[START]

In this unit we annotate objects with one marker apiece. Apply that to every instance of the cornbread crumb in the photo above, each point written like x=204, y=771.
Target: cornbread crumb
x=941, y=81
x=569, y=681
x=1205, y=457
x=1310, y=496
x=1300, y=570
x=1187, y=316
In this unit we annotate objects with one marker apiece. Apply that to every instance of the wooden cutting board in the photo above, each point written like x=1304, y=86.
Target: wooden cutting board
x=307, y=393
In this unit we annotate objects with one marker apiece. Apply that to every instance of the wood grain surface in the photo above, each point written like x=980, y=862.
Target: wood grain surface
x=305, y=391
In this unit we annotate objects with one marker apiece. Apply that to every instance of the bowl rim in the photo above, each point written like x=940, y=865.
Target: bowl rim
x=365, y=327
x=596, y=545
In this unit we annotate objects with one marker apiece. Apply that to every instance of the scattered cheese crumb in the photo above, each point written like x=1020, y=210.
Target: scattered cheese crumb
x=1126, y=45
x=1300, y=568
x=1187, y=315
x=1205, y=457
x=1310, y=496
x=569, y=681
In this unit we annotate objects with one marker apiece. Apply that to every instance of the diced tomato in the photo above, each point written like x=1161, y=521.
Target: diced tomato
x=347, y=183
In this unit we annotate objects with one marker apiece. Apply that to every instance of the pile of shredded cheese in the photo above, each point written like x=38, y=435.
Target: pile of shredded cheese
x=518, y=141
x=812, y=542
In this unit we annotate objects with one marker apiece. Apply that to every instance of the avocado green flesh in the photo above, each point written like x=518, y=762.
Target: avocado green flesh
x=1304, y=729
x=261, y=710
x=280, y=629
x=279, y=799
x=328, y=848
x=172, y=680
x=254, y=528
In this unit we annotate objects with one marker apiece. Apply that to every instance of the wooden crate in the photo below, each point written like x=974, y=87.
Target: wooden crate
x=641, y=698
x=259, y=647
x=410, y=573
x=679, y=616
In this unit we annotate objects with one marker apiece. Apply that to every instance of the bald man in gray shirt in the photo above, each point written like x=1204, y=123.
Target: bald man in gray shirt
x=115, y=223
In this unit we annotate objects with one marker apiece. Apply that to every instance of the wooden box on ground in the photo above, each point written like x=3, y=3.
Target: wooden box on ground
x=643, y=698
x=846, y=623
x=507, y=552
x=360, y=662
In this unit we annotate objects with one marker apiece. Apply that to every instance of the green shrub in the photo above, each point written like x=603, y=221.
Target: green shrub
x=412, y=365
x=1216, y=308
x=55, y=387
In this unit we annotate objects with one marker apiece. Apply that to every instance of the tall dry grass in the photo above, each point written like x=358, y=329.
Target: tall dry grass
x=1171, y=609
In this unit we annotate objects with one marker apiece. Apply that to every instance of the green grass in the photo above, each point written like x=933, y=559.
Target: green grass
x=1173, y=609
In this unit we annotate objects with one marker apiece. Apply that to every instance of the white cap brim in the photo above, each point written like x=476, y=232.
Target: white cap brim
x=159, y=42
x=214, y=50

[END]

→ Work required: Please rewrite the records above, substituting "lesson" for every "unit" and leaving everything else as it is.

→ Exercise answer:
In this lesson we annotate objects with one marker apiece. Apply that to every instance of the cornbread crumb in the photo above, each point written like x=204, y=771.
Target: cornbread crumb
x=941, y=81
x=569, y=681
x=1205, y=457
x=1310, y=496
x=1300, y=570
x=1187, y=316
In this lesson we annotate objects with one marker apiece. Apply that to every instance of the wooden cutting board in the photo above, each point written like x=1304, y=86.
Target: wooden cutting board
x=307, y=393
In this lesson we annotate objects with one marker apiece. Apply that to every instance of the wood grain surface in the photo above, each point written like x=980, y=862.
Target: wood grain surface
x=305, y=391
In this lesson we annotate objects with one marker apiece. Apply that to every instance of the bowl rim in the photo above, each point written like x=940, y=865.
Target: bowl rim
x=365, y=327
x=596, y=545
In this lesson we annotate objects with one marker apiece. Apply that to every instance of the scattered cheese crumb in the photo above, each point written like x=1020, y=210.
Target: scattered cheese crumb
x=1126, y=45
x=1300, y=568
x=1187, y=315
x=1205, y=457
x=1310, y=496
x=569, y=681
In this lesson we annotate objects with one marker apiece. Apply that to every instance of the diced tomato in the photo above, each point written like x=1161, y=521.
Target: diced tomato
x=347, y=183
In this lesson we annotate objects with one marker apiece. Apply that to every instance of the pile of shredded cheese in the photo above, each point written like x=38, y=435.
Target: pile of shredded cheese
x=518, y=141
x=812, y=542
In this lesson we annotate objects with one marker apiece. Apply that to every instance of the avocado green flesh in the photo above, each point written like x=518, y=762.
Target: avocado green flesh
x=1304, y=729
x=261, y=710
x=280, y=629
x=279, y=799
x=328, y=848
x=172, y=680
x=254, y=528
In this lesson we annotate objects with one marker apiece. Apply that to every instance of the wooden crate in the photo below, each point written like x=974, y=87.
Target: wooden crate
x=641, y=698
x=259, y=647
x=410, y=573
x=679, y=616
In this lesson we annotate objects with one marker apiece. Apply that to every instance of the bald man in gray shirt in the photo above, each point written like x=1204, y=123.
Target: bald man in gray shirt
x=115, y=223
In this lesson we annotate objects with one marker apiece. Apply that to every instance of the wooden box on ground in the photo above, each point written like x=3, y=3.
Target: wooden box on ground
x=643, y=698
x=846, y=623
x=507, y=552
x=360, y=662
In this lesson we annotate objects with one marker apiece. Apply that to every instance of the green shrub in the photo above, each point written like x=603, y=221.
Target: green shrub
x=412, y=365
x=1216, y=308
x=55, y=387
In this lesson we annotate objects with one marker apiece. Apply that to every instance of the tall dry grass in the photo above, each point written like x=358, y=329.
Target: tall dry grass
x=1171, y=609
In this lesson we annotate objects with one marker apiece. Apply that to every instance of the green grass in the photo above, each point written like x=933, y=559.
Target: green grass
x=1173, y=609
In this lesson we annotate objects with one marker apiece. Apply that to every instance of the white cap brim in the photo above, each point written like x=476, y=232.
Target: white cap brim
x=159, y=42
x=214, y=50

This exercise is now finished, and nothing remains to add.